SHORT TASK »
Convert the rows below into a JSON list of strings, one string per line, leaving out any blank lines.

PROVIDED INFORMATION »
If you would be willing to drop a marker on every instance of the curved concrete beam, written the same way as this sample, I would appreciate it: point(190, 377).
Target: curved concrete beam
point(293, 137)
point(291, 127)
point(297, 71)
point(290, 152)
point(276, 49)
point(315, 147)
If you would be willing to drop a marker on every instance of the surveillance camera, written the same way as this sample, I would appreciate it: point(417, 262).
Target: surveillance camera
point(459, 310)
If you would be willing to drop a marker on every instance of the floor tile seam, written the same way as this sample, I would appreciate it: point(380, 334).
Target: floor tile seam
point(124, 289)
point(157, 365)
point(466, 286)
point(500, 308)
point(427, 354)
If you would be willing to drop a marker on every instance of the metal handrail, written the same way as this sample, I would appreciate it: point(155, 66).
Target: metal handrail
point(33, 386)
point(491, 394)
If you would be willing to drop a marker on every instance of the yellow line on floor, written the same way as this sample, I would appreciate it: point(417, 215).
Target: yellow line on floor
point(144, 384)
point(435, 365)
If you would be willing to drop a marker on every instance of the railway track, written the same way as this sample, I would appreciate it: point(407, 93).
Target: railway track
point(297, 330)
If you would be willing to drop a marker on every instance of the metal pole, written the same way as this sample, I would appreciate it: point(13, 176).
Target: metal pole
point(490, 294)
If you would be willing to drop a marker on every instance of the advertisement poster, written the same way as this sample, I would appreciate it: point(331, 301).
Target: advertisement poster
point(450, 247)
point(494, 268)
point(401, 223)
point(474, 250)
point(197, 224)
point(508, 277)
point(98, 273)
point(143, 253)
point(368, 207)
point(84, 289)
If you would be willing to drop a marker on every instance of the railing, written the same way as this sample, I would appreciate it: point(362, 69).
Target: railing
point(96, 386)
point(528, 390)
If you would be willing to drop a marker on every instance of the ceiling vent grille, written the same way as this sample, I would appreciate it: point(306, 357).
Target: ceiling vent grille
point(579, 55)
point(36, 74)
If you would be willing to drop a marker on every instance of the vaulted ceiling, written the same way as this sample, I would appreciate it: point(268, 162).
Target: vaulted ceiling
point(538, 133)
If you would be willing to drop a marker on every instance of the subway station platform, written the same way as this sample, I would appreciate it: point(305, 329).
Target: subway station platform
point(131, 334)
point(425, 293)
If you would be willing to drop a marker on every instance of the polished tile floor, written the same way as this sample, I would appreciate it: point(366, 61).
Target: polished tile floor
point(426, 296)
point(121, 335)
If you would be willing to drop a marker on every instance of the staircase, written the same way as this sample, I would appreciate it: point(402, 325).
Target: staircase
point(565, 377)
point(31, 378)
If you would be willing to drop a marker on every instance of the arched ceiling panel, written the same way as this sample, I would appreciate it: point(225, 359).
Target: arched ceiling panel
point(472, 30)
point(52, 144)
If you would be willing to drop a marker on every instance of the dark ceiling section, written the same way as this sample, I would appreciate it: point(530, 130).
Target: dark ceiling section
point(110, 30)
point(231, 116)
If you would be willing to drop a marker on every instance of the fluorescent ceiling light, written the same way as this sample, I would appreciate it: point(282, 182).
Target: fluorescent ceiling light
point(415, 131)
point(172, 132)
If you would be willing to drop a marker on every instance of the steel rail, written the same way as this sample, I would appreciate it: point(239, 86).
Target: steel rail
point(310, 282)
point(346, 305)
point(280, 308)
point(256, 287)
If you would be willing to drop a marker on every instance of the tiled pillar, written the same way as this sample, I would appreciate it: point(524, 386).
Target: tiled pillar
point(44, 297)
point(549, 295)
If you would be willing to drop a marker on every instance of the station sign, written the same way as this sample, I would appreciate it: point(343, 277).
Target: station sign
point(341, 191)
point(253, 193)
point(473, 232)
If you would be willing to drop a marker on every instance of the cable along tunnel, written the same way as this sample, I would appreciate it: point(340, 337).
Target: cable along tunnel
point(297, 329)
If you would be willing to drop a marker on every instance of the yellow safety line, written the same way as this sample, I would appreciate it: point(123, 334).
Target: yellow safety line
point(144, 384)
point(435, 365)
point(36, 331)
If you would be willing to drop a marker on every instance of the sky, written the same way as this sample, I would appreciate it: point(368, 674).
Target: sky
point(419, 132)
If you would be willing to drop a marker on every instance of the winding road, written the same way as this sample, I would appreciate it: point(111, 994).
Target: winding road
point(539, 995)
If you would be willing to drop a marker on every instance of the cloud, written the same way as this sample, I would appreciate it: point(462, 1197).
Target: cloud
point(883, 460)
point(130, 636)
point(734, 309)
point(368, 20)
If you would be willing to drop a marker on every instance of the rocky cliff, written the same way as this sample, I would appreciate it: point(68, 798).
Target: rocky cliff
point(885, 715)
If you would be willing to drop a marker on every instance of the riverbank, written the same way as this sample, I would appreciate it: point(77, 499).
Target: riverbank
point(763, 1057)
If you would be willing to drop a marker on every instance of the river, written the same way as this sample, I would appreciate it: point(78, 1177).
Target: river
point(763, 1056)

CORRECT RESULT »
[
  "If you would be willing to drop a marker on every instance of the curved concrete beam, written the same way as this sample, I would appreciate it: point(190, 377).",
  "Target: curved concrete beam",
  "point(293, 137)",
  "point(291, 127)",
  "point(297, 71)",
  "point(290, 152)",
  "point(276, 49)",
  "point(315, 147)",
  "If you would be willing to drop a marker on every instance of the surveillance camera, written the same way as this sample, I would appreciate it: point(417, 262).",
  "Target: surveillance camera",
  "point(459, 310)",
  "If you would be willing to drop a marker on every instance of the floor tile seam, written the same way as this sample, I would appreciate it: point(380, 334).",
  "Target: floor tile seam",
  "point(124, 289)",
  "point(157, 365)",
  "point(466, 286)",
  "point(500, 308)",
  "point(427, 354)",
  "If you would be willing to drop a marker on every instance of the metal handrail, written the same way as this sample, I would appreciate it: point(155, 66).",
  "Target: metal handrail",
  "point(33, 386)",
  "point(491, 394)",
  "If you would be willing to drop a marker on every instance of the yellow line on floor, written the same way as this sample, I would appreciate it: point(417, 215).",
  "Target: yellow line on floor",
  "point(144, 384)",
  "point(435, 365)",
  "If you would be willing to drop a marker on every instance of the railway track, written the same way as this sample, I would appreciate it: point(407, 93).",
  "Target: railway track",
  "point(297, 330)",
  "If you would be willing to drop a marker on every instance of the metal pole, written the same way as this sample, I would appreciate it: point(13, 176).",
  "Target: metal pole",
  "point(490, 294)",
  "If you would be willing to drop a marker on every instance of the advertisement poster, written the same way as this sample, I would appreciate it: point(331, 301).",
  "Target: advertisement poster",
  "point(450, 247)",
  "point(494, 268)",
  "point(401, 223)",
  "point(474, 250)",
  "point(197, 224)",
  "point(508, 277)",
  "point(98, 273)",
  "point(143, 253)",
  "point(368, 207)",
  "point(84, 289)",
  "If you would be willing to drop a marker on every instance of the railing, written the same way as this sample, I would appreciate it: point(362, 69).",
  "Target: railing",
  "point(96, 386)",
  "point(528, 390)",
  "If you would be willing to drop a marker on every instance of the ceiling vent grille, written the same way as this sample, I would appreciate it: point(306, 357).",
  "Target: ceiling vent grille",
  "point(579, 55)",
  "point(36, 74)",
  "If you would be willing to drop a marker on every instance of the vaulted ceiling, written the same way as this sample, I would appreciate it: point(268, 162).",
  "Target: vaulted ceiling",
  "point(538, 133)",
  "If you would be willing to drop a marker on every instance of the subway station platform, written the same way as this sample, I would appreciate it: point(305, 329).",
  "Target: subway station platform",
  "point(131, 334)",
  "point(425, 293)",
  "If you would be willing to drop a marker on every instance of the polished tile floor, written the same way as this sample, I would appreciate it: point(366, 61).",
  "Target: polished tile floor",
  "point(426, 296)",
  "point(121, 335)",
  "If you would be willing to drop a marker on every instance of the staircase, written the same way as this sample, I would appreciate it: point(402, 325).",
  "Target: staircase",
  "point(565, 377)",
  "point(31, 378)",
  "If you would be willing to drop a marker on every instance of the arched ceiling panel, written the same way as this sample, I would appreciate it: point(225, 359).",
  "Target: arched ceiling panel",
  "point(472, 30)",
  "point(52, 144)",
  "If you would be willing to drop a marker on every instance of the dark ceiling section, written the same way as this sample, I would appreciate it: point(530, 130).",
  "Target: dark ceiling section",
  "point(110, 30)",
  "point(231, 116)",
  "If you would be willing to drop a marker on every instance of the fluorescent ceiling light, written the same way as this sample, I would appreciate it: point(282, 182).",
  "Target: fluorescent ceiling light",
  "point(415, 131)",
  "point(172, 132)",
  "If you would be willing to drop a marker on every instance of the steel rail, written the same way as this sample, I would appreciate it: point(239, 86).",
  "Target: steel rail",
  "point(310, 282)",
  "point(346, 305)",
  "point(280, 308)",
  "point(256, 287)",
  "If you would be willing to drop a marker on every instance of the tiled pillar, written the same way as this sample, I would appreciate it: point(524, 386).",
  "Target: tiled pillar",
  "point(44, 297)",
  "point(549, 295)",
  "If you would be willing to drop a marker on every instance of the station sign, written the same way as this sample, I would appreciate it: point(343, 277).",
  "Target: station sign",
  "point(341, 191)",
  "point(253, 193)",
  "point(473, 232)",
  "If you would be willing to drop a marker on every instance of the cable along tunnel, written the same way as this sample, I would appreciate it: point(340, 337).",
  "Target: cable along tunnel",
  "point(297, 329)",
  "If you would be willing to drop a marker on every instance of the yellow safety line, written the same way as this sample, I would appreciate it: point(123, 334).",
  "Target: yellow safety line",
  "point(144, 384)",
  "point(435, 365)",
  "point(36, 331)",
  "If you would be willing to drop a marker on every instance of the sky, written the same way as this sample, I would appreciate it: point(368, 674).",
  "Target: sky",
  "point(419, 132)",
  "If you would be willing to drop a marker on every instance of the winding road, written the same way as this sample, I would appreciate it: point(111, 994).",
  "Target: winding road",
  "point(539, 995)",
  "If you would be willing to drop a marker on every instance of the cloud, written the same way as this sample, I would appreciate it: point(462, 1197).",
  "Target: cloud",
  "point(883, 460)",
  "point(130, 636)",
  "point(734, 309)",
  "point(368, 20)",
  "If you would be willing to drop a marker on every instance of the rocky cliff, written the same way as this sample, I would appreciate it: point(68, 798).",
  "Target: rocky cliff",
  "point(885, 715)",
  "If you would be willing to drop a marker on every instance of the riverbank, written the same way as this sample, I would appreciate it: point(77, 499).",
  "Target: riverbank",
  "point(763, 1057)",
  "If you would be willing to drop a marker on every instance of the river, written the same way as this sample, I would appreciate it: point(78, 1177).",
  "Target: river",
  "point(763, 1056)"
]